Here we report systematic experimental observations of petroleum/brine/carbonate interfaces that reveal a new understanding of the systematic controls of brine composition (specifically SO42− concentration) on petroleum production. First, we confirm that elevated SO42− electrolyte ion concentrations lead to enhanced oil recovery through operando measurements of core flooding of natural carbonate rocks at elevated temperatures representative of the subsurface. Second, we perform spontaneous imbibition studies as a function of [SO4] to reveal significant changes in oil recovery, in-situ observed water contact angles, and measurements of oil-phase connectivity. These behaviors are correlated and follow sigmoidal responses as a function of [SO4]. Third, we perform molecular-scale observations of model calcite single crystal surfaces interacting with the brines and petroleum. These studies reveal that there is no measurable affinity of SO42− at the carbonate-brine interface (e.g., adsorption, incorporation). Instead, we find that the carbonate-petroleum interface is altered due to previous exposure to sulfate-containing brines. Together, these results suggest that EOR is controlled by reduced oleophilicity in the presence of SO4 (i.e., weakening interactions at the carbonate-petroleum interface) rather than increased hydrophilicity of the carbonate-brine interface.

→ **Task directions**
Continue the passage on sulfate and carbonate oil recovery, starting right after its final sentence.

→ **Provided records**
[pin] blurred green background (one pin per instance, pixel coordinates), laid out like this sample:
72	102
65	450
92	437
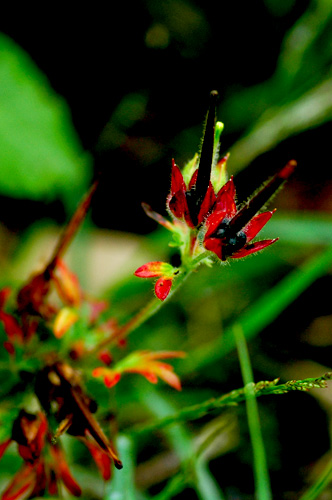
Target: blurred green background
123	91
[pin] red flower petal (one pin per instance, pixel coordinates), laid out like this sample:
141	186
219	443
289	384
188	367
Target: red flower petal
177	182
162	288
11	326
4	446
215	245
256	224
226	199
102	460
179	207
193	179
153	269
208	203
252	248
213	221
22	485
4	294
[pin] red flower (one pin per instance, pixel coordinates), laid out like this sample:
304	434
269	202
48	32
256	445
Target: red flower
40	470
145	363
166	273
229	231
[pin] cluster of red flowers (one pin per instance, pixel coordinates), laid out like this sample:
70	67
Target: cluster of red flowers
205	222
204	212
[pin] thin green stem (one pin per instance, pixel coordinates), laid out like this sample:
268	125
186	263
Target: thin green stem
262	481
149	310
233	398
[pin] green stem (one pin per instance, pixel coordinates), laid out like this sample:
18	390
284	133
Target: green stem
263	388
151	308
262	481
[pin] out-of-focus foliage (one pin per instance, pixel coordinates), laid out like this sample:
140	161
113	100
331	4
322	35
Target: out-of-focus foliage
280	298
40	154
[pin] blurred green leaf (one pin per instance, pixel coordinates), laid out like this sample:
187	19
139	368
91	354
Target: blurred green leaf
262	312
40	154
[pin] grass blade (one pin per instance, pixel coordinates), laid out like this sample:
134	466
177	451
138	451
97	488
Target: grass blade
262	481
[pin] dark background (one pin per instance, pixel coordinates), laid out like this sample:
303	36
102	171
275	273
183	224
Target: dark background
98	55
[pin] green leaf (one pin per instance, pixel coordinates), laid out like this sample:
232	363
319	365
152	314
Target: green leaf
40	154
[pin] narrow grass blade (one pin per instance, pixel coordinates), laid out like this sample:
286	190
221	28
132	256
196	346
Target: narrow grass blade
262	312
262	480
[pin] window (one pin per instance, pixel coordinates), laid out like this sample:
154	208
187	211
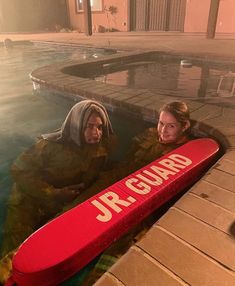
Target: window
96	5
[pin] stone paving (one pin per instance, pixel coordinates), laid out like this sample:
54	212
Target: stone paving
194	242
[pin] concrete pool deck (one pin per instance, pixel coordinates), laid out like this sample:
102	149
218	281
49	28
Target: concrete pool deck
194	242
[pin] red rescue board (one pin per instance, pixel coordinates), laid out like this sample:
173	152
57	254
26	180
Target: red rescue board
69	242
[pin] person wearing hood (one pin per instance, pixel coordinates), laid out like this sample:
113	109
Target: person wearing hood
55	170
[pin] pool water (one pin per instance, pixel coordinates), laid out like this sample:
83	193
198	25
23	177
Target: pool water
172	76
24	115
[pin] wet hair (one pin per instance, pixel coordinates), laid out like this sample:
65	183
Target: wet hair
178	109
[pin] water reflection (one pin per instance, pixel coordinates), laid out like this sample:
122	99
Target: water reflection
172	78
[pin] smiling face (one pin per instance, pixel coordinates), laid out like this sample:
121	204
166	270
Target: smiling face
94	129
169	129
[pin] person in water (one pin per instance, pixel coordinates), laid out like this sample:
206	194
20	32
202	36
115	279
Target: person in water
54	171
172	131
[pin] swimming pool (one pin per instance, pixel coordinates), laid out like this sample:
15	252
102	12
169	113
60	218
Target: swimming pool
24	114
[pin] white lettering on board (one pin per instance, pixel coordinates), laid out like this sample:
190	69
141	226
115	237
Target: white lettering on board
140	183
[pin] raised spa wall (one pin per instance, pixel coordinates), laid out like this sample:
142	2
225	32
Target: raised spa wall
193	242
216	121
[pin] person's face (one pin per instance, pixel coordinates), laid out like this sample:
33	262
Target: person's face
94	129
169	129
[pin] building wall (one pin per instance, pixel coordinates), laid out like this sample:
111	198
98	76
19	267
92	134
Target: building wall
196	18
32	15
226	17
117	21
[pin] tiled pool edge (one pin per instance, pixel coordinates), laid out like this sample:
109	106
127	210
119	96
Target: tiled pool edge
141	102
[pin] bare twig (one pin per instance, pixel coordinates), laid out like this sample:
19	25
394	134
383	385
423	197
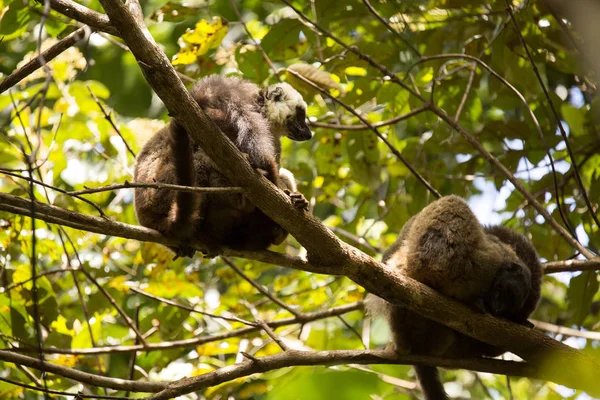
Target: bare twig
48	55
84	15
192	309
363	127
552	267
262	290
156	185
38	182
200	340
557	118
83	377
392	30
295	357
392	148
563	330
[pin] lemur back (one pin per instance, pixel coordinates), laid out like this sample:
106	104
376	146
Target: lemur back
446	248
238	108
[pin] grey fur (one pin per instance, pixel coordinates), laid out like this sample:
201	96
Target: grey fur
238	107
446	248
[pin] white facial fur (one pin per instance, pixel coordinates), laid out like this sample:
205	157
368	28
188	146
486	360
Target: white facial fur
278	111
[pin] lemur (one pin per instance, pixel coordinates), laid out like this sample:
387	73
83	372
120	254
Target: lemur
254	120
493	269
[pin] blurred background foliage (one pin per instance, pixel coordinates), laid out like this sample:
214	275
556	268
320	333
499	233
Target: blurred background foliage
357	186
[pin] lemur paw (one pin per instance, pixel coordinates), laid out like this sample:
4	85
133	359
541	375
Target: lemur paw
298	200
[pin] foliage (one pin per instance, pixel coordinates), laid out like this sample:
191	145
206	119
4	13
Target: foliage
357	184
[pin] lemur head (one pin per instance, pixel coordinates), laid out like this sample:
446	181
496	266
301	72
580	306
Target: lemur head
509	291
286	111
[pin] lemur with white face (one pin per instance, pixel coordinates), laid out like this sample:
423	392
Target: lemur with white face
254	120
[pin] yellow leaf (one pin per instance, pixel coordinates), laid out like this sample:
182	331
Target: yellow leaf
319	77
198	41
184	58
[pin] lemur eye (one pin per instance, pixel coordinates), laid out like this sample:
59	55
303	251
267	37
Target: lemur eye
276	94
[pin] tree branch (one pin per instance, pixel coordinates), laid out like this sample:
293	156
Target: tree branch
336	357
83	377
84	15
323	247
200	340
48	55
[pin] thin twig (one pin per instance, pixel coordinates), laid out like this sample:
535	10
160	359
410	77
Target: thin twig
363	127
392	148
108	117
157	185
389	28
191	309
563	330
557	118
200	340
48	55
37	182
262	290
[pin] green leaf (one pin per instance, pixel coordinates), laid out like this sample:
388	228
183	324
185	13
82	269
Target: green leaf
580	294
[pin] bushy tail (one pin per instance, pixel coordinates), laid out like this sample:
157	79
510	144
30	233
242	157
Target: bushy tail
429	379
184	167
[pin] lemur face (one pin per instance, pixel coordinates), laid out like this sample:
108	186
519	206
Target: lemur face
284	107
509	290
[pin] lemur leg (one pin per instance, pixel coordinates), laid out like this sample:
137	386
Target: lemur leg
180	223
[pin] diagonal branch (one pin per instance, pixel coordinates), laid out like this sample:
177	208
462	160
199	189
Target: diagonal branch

→ **Exercise answer**
Results

Operando observations of enhanced oil recovery with SO4 brines

Experimental details and procedures are described in the “Materials and Methods” section. Core flooding and spontaneous imbibition tests were performed using natural carbonate rock samples obtained from a carbonate oil field. We focus on the effect of SO4 ions by using two end-member synthetic brines and their mixtures (Table 1) to probe the role of SO4 concentrations at fixed salinity. Tailored Water 1 (“TW1”) consists predominantly of Na+ and Cl- along with [SO4] = 429 ppm and lesser amounts of Mg2+ and Ca2+ at an ionic strength of 0.12 M. Tailored Water 2 (“TW2”) consists of Na2SO4 at the same ionic strength, with [SO4] = 3896 ppm.

Table 1 Compositions and characteristics of synthetic brines.

The core flooding tests were performed with two rock specimens (Samples A and B) that were previously saturated by petroleum (Fig. 1). The displacement of petroleum from the oil saturated rock was performed at 90 °C and P = 2.5 bars, representing the conditions of the subsurface. Operando images by synchrotron CT show the initially petroleum-saturated rock and after the petroleum was displaced by 10 pore volumes (PV) of TW1. Both samples were found to have an equivalent oil recovery of 29%. A second core displacement measurement for Sample A using 10 PV of a 60:40 mixture of TW1:TW2 led to an additional 7% oil recovery, or a net oil recovery of 36%. In contrast, the second core displacement for Sample B using the TW2 brine had an additional 13% oil recovery, double that observed for the TW1:TW2 mixture, for a net oil recovery of 42%, directly confirming that SO4 induces EOR.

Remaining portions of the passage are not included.